- **Short task**: List every line in the rows below that contains the word "blue", copying each one in full.

- **Records shown**:
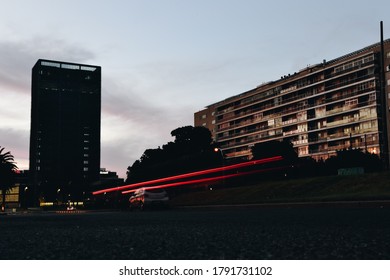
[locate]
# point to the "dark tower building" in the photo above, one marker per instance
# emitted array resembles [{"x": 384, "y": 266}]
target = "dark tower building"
[{"x": 65, "y": 130}]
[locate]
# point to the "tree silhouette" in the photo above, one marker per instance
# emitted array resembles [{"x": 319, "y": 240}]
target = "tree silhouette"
[
  {"x": 7, "y": 174},
  {"x": 191, "y": 150}
]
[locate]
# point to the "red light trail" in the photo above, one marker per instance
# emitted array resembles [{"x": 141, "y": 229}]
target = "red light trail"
[
  {"x": 191, "y": 174},
  {"x": 206, "y": 180}
]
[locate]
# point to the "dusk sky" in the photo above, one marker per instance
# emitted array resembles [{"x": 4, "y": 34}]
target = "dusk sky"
[{"x": 164, "y": 60}]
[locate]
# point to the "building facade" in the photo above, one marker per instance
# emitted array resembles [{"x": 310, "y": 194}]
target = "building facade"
[
  {"x": 334, "y": 105},
  {"x": 65, "y": 130}
]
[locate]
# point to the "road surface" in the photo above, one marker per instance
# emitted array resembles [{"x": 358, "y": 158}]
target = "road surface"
[{"x": 218, "y": 233}]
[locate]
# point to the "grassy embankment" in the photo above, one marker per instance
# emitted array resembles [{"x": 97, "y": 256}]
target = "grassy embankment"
[{"x": 374, "y": 186}]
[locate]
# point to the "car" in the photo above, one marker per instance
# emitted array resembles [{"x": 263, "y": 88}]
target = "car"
[{"x": 148, "y": 198}]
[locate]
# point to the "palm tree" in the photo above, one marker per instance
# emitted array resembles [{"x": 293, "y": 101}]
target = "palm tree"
[{"x": 7, "y": 174}]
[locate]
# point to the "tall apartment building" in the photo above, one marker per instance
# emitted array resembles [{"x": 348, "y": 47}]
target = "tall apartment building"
[
  {"x": 321, "y": 109},
  {"x": 65, "y": 129}
]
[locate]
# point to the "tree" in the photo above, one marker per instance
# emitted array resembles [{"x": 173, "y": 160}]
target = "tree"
[
  {"x": 191, "y": 150},
  {"x": 7, "y": 174}
]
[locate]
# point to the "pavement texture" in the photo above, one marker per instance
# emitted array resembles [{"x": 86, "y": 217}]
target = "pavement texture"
[{"x": 280, "y": 233}]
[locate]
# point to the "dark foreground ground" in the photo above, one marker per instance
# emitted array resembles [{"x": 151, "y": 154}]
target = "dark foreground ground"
[{"x": 200, "y": 233}]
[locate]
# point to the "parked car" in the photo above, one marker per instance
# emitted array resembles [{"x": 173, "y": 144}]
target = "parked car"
[{"x": 144, "y": 198}]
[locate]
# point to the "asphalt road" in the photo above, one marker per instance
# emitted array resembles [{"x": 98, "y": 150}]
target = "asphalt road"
[{"x": 238, "y": 233}]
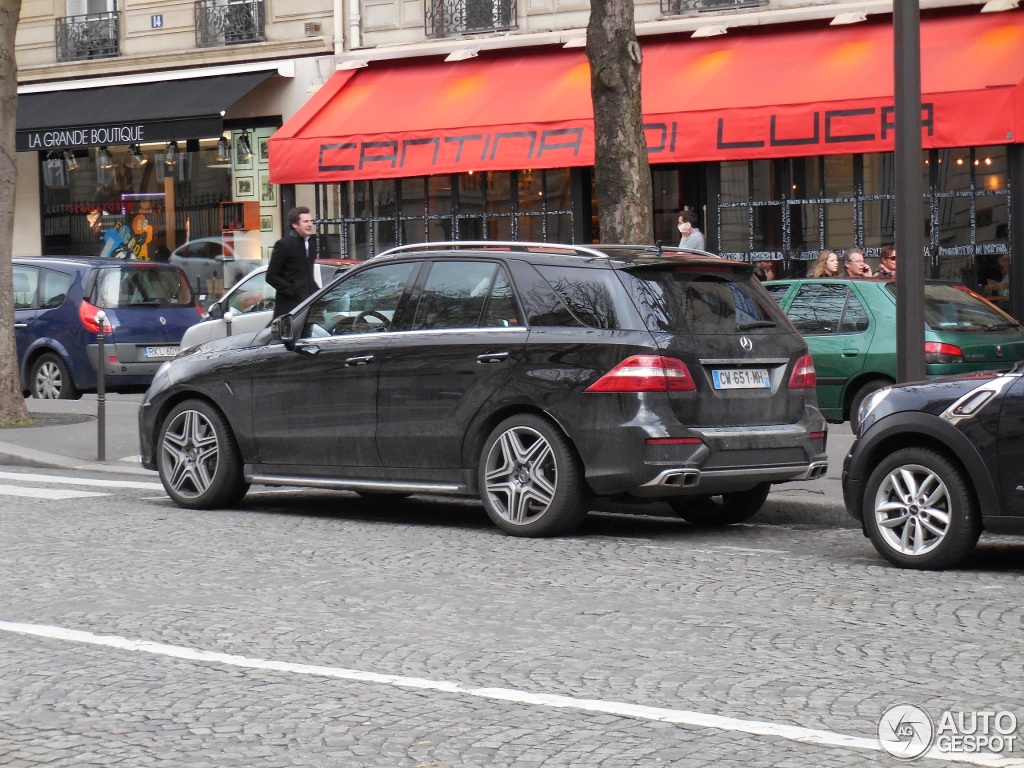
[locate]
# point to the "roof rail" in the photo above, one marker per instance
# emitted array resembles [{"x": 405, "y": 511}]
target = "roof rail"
[{"x": 495, "y": 245}]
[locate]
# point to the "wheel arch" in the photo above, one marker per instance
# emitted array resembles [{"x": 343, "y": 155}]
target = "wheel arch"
[
  {"x": 50, "y": 346},
  {"x": 853, "y": 386}
]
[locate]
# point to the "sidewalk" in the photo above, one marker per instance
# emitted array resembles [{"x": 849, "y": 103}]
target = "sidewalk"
[{"x": 66, "y": 436}]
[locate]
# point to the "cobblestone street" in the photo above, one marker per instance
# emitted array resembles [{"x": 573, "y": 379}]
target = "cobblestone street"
[{"x": 417, "y": 635}]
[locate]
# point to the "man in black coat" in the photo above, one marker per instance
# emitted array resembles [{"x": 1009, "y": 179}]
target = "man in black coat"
[{"x": 292, "y": 263}]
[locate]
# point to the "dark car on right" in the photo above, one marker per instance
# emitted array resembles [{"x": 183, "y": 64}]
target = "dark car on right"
[{"x": 937, "y": 463}]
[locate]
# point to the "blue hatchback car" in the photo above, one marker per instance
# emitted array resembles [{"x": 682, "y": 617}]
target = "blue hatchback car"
[{"x": 148, "y": 306}]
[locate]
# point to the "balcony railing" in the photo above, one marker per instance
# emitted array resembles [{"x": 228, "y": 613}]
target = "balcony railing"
[
  {"x": 92, "y": 36},
  {"x": 446, "y": 17},
  {"x": 680, "y": 7},
  {"x": 229, "y": 23}
]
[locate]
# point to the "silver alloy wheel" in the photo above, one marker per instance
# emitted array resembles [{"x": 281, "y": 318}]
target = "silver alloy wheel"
[
  {"x": 192, "y": 451},
  {"x": 912, "y": 510},
  {"x": 520, "y": 475},
  {"x": 49, "y": 381}
]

- **Written answer**:
# point to the "blue hatchback car" in the photo above, one marker per instance
target = "blue hatchback car"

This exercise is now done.